**Input rows**
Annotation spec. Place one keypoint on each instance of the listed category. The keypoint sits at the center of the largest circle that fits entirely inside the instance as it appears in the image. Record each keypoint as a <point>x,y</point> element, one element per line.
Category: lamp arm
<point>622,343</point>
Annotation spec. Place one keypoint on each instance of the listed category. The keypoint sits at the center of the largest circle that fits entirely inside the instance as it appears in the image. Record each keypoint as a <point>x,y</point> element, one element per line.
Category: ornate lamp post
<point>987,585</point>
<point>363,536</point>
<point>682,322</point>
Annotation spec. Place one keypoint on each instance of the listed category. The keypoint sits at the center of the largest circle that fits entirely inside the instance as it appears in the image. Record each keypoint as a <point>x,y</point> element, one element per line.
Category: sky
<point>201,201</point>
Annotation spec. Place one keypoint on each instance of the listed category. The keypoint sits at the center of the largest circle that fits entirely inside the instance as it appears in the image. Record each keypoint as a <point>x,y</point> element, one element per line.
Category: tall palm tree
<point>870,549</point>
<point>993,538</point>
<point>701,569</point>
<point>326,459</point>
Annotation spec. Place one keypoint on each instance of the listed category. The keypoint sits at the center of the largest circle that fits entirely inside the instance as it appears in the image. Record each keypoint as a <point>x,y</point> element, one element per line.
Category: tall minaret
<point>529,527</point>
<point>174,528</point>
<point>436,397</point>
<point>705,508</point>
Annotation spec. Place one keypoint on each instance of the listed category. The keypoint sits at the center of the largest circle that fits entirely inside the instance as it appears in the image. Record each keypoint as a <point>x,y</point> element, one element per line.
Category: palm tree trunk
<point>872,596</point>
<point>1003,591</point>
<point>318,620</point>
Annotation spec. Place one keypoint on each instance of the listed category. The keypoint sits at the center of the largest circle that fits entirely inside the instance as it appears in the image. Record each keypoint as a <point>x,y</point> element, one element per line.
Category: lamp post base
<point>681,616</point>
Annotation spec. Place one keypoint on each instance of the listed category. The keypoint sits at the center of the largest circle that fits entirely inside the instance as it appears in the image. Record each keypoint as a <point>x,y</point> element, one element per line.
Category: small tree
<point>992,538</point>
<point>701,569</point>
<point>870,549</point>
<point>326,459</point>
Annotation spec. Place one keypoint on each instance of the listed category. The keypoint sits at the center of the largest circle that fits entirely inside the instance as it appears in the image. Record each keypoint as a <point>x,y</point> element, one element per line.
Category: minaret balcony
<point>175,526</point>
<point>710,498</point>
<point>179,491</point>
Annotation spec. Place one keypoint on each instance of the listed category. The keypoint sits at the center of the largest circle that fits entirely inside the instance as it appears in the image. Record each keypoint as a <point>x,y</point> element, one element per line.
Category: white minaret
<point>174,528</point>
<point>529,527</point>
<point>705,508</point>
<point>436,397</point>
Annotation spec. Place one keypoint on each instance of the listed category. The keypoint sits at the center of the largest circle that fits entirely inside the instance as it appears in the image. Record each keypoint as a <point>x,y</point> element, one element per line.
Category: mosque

**The request**
Copy every one of the records above, word for word and line for line.

**Exercise solution**
Annotation spec. Place one keypoint on each instance of the listed category. The keypoint sits at the center of the largest circle that fits entirely inside the instance as it appears in the image. Record each keypoint as a <point>x,y</point> element, one element per line.
Category: lamp arm
<point>622,343</point>
Annotation spec. Place one keypoint on each instance of the listed category. The keypoint sits at the center of the largest circle that fits entirely inside the instance as it appears in the image. Record each keypoint as a <point>x,y</point> element, one element per line.
Category: ornate lamp post
<point>987,585</point>
<point>363,536</point>
<point>682,322</point>
Annotation spec. Place one keypoint on each instance of the listed category. The keypoint sits at the center of the largest circle that fits entirely inside the instance as it appears in the image. Record each keypoint as a <point>x,y</point> element, one element per line.
Category: sky
<point>201,201</point>
Annotation spec. Place one keypoint on each instance of the listed category. The keypoint sits at the center of the largest circle that fits entirely inside the instance as it appears in the image. Record each keypoint as a <point>x,y</point> element, one element per line.
Category: tall palm tree
<point>870,549</point>
<point>993,538</point>
<point>701,569</point>
<point>326,459</point>
Annotation spec. Place one keypoint on each instance of the listed category. The keypoint sits at the center of the largest circle that fits entirely inside the instance as it appears in the image. Record each keypoint as a <point>x,y</point> element, one element per line.
Category: tall minaret
<point>529,527</point>
<point>174,528</point>
<point>436,397</point>
<point>705,508</point>
Annotation spec. Place one keypoint on each instance of the listed category. The keypoint sits at the center of the largest circle that fits entirely inside the instance as it appears in the image. Record each keypoint as a <point>x,y</point> element, one element per line.
Category: palm tree trunk
<point>872,596</point>
<point>1003,591</point>
<point>318,620</point>
Annotation spec. Place one keypoint on each instance of the listed category. The keypoint sits at the center of the largest circle that fits entirely inside the instance as it appears in the image. Record each keypoint as a <point>x,y</point> element, one element per line.
Category: lamp post base
<point>681,616</point>
Annotation spec. Place one keypoint on each instance of the listed category. The keypoint sits at the center of the largest circle that fits entirely inside the instance as it appears in the image. Record each keypoint as a <point>x,y</point> element, one element per line.
Category: small tree
<point>992,538</point>
<point>701,569</point>
<point>870,549</point>
<point>326,459</point>
Annotation spec. Place one keypoint on each instance of the listed category. The keypoint sits at the center of the largest circle that fits entirely inside the instance as it appears in the image. Record each keypoint as a <point>x,y</point> element, one element per line.
Category: minaret balcony
<point>175,526</point>
<point>710,498</point>
<point>179,491</point>
Annotation spec. Place one keypoint on each instance of the listed category. The keypoint sits at the center of the largest circle that fits entirely inside the instance as it appears in the image. Record each keypoint as a <point>x,y</point> element, one element per line.
Category: white minaret
<point>174,528</point>
<point>529,527</point>
<point>705,508</point>
<point>436,397</point>
Annotation spec. Place one keypoint on each instance of the listed category. The keypoint sits at the center of the largest circle that fits entirely inside the instance as it appears in the image. Record each keypoint as a <point>x,y</point> element, one element per line.
Category: mosque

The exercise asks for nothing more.